Directions
What do the lines from the one containing "Locate the background" through the end of the entries say? Quote them exactly, and only them.

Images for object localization
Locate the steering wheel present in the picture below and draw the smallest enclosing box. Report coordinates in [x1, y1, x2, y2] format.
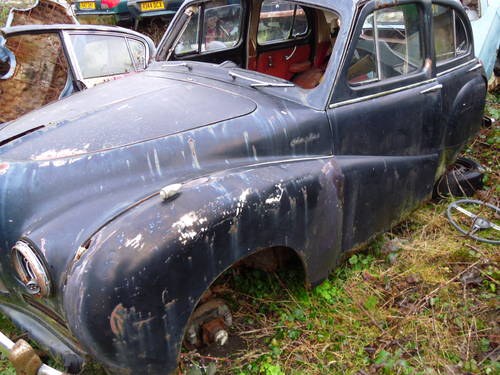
[446, 199, 500, 244]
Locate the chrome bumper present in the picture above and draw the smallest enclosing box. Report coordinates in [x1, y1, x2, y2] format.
[0, 331, 65, 375]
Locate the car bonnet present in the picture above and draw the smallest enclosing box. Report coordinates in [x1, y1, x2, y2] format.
[0, 72, 256, 161]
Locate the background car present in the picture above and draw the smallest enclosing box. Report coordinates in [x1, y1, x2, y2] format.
[127, 0, 184, 28]
[466, 0, 499, 80]
[73, 0, 133, 24]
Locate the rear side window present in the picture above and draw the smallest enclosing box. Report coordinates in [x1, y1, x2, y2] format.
[70, 34, 135, 79]
[128, 38, 148, 69]
[347, 3, 424, 84]
[257, 0, 309, 44]
[433, 5, 470, 63]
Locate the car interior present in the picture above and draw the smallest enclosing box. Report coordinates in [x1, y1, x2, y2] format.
[171, 0, 341, 90]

Finished task
Locate the background car present in the picture above and draw the smallest enclosing box. Report coordinates in [x1, y1, x2, y2] format.
[127, 0, 184, 28]
[466, 0, 499, 80]
[73, 0, 133, 24]
Locate the rear side window present in the picture above and draw the smallest enclosing box. Report coordinates in [x1, y1, x2, y2] format.
[70, 34, 135, 79]
[128, 38, 148, 69]
[347, 3, 424, 84]
[257, 0, 309, 44]
[433, 5, 470, 63]
Locate the car interior present in the picture above and draw the smallest enclosing box. Report coordinates in [x1, y1, x2, y2] format.
[171, 0, 341, 90]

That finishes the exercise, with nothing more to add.